**WRITTEN TASK:**
Please answer these questions on the Amazon S3 outage text below:
1. What did Amazon admit the outage was due to?
2. Before the outage, what were people who invested in the Amazon cloud confident in?
3. What happens to the value proposition of using something like Amazon S3 if IT departments can't depend on cloud service providers to solve the availability problem?
━━━━━ QUOTED TEXT
Amazon admitted that the Amazon S3 outage was due to the fact that their system index had grown to such a monstrous size that nobody really understood it, and nobody in their organization predicted that it could cause such a disastrous problem if restarted. That has left users wondering how many other ticking tomb bombs exist within the infrastructure. Before the S3 outage, people invested in the Amazon cloud because they were confident in both the technology being used and the manner in which it was managed. With the S3 outage, what was once confidence has been replaced with faith -- and faith isn't a compelling attribute when it comes to IT risk assessment.

Solving the cloud computing problem

If IT departments can't depend on cloud service providers to solve the availability problem, the value proposition of using something like Amazon S3 dwindles to nothing.
━━━━━━━━━━
━━━━━ RECORD LIST
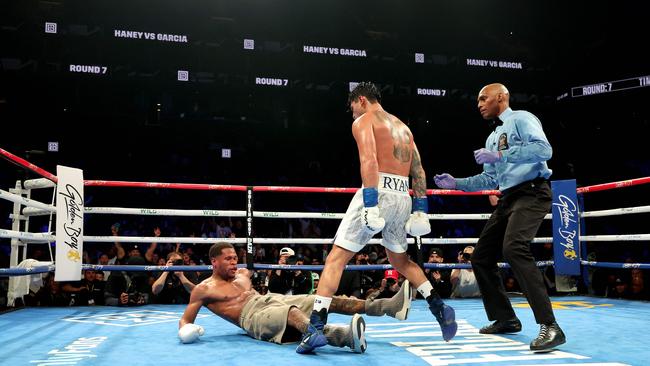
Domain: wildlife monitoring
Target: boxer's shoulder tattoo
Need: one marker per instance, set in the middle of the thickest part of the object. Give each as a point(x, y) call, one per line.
point(401, 142)
point(417, 175)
━━━━━━━━━━
**WRITTEN ANSWER:**
1. Their system index had grown so large that nobody really understood it, and nobody in their organization predicted it could cause such a disastrous problem if restarted.
2. Both the technology being used and the manner in which it was managed.
3. It dwindles to nothing.